List every line in the entries below that contains the string "gray", treating case as significant.

● **Task inputs**:
════════════════════

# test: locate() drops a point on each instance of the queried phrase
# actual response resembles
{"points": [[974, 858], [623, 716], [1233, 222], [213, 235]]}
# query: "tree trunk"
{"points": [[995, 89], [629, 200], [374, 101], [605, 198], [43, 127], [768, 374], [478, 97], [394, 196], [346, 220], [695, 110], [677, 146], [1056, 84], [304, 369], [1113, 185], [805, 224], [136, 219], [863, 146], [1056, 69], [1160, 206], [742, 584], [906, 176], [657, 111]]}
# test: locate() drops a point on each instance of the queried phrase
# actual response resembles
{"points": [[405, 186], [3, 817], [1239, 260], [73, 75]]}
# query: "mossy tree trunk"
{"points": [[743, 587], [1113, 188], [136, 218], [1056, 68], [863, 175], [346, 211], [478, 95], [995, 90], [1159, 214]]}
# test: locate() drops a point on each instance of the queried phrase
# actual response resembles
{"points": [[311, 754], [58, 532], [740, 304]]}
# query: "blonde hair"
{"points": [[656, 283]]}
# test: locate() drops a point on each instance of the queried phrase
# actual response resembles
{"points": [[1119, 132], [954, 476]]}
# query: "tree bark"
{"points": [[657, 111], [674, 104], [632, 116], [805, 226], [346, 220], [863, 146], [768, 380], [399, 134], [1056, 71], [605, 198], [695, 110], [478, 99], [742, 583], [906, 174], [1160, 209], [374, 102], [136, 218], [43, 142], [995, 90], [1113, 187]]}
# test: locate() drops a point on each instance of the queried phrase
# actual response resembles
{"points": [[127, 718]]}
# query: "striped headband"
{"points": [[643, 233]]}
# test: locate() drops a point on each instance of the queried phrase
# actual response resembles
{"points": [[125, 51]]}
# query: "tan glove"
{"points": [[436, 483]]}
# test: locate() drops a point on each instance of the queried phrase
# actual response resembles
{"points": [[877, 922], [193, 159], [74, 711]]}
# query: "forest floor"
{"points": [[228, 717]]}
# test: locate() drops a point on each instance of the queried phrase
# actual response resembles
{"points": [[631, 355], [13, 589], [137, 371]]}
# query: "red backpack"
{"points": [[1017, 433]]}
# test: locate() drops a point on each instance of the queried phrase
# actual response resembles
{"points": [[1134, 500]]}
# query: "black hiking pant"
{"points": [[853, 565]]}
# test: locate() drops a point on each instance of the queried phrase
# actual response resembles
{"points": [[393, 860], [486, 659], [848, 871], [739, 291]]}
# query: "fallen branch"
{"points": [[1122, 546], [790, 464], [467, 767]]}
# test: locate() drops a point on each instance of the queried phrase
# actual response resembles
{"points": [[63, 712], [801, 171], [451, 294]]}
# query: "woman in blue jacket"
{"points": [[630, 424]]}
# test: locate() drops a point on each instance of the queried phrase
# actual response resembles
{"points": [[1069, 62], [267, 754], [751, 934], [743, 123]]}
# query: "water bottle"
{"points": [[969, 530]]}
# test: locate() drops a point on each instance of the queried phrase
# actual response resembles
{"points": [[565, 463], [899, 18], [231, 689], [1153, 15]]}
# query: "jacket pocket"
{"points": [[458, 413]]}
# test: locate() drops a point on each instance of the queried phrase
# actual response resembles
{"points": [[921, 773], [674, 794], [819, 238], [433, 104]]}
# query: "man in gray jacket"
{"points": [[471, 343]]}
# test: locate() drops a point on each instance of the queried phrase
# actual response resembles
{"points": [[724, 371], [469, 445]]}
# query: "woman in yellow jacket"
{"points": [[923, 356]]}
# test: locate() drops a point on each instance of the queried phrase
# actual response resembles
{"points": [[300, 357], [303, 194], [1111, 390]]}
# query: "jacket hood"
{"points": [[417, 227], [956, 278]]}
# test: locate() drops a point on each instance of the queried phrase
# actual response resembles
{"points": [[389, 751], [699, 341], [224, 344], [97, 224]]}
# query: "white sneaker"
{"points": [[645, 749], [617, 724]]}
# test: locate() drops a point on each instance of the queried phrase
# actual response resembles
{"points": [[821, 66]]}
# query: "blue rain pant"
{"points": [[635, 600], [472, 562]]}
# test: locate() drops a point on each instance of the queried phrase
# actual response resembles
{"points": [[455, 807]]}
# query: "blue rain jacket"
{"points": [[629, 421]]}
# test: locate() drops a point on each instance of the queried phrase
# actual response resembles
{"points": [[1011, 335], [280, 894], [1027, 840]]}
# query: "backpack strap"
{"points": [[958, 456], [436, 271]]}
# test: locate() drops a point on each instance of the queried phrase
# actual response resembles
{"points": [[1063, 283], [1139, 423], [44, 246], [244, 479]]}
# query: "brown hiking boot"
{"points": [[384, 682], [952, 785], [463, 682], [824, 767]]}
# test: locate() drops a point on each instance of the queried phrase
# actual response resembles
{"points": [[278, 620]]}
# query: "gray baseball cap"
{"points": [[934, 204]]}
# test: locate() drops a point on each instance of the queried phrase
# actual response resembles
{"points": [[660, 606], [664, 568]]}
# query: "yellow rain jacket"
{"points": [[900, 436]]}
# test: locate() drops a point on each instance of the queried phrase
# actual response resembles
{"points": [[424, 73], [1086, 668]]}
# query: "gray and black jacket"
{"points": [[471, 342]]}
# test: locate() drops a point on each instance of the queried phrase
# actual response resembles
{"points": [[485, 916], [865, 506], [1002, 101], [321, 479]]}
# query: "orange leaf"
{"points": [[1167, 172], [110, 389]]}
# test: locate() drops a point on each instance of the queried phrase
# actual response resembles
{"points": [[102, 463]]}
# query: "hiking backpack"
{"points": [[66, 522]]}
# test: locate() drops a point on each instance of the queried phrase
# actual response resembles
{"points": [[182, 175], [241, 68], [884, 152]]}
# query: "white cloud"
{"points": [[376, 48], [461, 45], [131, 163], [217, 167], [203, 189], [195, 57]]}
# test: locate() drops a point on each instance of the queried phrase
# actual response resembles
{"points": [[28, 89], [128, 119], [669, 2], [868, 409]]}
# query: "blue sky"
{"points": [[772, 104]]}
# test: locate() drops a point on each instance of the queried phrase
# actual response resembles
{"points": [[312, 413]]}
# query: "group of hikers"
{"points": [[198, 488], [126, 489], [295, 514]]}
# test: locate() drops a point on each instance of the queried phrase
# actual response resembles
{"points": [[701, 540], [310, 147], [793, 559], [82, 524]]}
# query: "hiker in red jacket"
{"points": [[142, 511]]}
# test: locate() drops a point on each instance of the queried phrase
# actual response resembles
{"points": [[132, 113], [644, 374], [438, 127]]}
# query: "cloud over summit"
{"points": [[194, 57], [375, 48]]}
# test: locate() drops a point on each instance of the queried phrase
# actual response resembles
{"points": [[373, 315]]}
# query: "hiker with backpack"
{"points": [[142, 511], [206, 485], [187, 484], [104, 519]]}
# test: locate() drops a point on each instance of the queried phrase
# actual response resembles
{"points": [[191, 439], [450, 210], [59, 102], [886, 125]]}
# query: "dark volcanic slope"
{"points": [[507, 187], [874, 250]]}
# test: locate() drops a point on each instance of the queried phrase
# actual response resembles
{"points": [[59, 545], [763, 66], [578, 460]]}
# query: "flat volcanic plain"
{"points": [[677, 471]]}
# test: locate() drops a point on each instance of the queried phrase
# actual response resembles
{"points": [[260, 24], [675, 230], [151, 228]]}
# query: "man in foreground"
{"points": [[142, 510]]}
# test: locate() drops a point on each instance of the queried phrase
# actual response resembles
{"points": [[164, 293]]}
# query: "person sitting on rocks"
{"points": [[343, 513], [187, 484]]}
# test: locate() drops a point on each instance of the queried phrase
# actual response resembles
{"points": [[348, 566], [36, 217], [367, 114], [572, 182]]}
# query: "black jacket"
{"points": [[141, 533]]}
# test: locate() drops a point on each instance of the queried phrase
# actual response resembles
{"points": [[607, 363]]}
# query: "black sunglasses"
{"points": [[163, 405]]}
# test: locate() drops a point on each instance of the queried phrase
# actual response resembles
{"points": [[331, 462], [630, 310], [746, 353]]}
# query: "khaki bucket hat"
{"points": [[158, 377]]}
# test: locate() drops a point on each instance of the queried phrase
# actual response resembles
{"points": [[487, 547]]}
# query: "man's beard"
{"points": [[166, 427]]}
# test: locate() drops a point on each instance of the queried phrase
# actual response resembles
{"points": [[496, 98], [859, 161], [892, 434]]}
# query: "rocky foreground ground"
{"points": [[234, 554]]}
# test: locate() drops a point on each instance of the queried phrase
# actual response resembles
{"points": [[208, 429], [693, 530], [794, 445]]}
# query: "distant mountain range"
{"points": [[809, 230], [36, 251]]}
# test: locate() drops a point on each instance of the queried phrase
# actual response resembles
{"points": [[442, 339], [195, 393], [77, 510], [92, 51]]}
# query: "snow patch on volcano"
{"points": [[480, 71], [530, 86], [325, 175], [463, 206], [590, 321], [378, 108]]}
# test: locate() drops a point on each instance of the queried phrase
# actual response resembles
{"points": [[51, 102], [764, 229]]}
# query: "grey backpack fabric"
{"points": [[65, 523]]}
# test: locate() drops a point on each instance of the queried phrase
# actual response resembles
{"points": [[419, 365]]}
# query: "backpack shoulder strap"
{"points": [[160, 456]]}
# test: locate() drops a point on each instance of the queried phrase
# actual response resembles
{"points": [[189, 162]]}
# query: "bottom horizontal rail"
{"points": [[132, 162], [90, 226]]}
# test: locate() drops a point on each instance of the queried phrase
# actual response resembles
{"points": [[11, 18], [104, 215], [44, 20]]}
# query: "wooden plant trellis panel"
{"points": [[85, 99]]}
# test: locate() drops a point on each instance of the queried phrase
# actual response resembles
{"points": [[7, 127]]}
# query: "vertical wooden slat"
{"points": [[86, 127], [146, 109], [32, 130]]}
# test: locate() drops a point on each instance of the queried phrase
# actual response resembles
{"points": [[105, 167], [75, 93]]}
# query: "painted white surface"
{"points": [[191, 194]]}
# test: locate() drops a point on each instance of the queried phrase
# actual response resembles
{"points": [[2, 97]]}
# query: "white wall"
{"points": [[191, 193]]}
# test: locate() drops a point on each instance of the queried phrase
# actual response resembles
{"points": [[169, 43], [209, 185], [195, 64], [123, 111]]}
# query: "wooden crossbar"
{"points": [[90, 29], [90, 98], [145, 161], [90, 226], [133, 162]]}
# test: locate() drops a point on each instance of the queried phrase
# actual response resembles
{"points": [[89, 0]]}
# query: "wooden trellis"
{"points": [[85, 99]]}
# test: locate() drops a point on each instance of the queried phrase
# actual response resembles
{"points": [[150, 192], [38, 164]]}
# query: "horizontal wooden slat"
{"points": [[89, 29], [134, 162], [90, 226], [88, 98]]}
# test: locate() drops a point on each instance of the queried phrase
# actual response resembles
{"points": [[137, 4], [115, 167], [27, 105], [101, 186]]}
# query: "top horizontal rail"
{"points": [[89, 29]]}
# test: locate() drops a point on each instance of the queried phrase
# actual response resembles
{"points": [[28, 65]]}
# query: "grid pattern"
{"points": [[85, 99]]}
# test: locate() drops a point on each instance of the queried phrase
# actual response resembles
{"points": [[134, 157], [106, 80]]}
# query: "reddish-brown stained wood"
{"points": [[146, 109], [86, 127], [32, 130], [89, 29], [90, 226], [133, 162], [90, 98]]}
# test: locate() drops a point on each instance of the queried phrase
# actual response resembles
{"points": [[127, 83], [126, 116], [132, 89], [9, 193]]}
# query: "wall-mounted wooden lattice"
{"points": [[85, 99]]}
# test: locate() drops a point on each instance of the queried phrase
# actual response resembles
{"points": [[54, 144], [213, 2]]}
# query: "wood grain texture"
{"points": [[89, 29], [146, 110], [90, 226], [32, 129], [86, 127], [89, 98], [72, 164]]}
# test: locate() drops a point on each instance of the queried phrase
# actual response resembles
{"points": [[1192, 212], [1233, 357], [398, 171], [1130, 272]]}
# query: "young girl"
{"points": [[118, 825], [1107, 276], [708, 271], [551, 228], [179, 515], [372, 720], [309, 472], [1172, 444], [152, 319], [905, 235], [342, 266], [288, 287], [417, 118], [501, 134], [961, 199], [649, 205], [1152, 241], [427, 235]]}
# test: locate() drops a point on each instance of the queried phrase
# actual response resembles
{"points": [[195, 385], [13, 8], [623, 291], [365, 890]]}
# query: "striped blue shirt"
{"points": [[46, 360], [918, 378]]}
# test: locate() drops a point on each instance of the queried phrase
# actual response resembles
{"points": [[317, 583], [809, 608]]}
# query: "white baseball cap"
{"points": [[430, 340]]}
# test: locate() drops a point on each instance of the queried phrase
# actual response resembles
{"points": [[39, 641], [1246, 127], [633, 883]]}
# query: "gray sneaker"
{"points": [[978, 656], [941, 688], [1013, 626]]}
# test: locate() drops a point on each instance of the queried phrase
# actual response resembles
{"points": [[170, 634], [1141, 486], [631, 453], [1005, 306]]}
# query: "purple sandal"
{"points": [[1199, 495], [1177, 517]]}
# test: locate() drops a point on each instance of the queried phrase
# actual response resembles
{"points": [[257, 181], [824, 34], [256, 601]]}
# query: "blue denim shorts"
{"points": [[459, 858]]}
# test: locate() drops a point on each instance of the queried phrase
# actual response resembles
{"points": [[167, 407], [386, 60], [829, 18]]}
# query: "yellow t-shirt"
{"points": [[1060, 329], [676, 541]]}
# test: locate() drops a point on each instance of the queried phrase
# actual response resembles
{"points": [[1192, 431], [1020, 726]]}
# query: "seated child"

════════════════════

● **Answer for the task**:
# query: "man in gray jacket"
# query: "gray baseball cap"
# query: "gray and black jacket"
# query: "gray sneaker"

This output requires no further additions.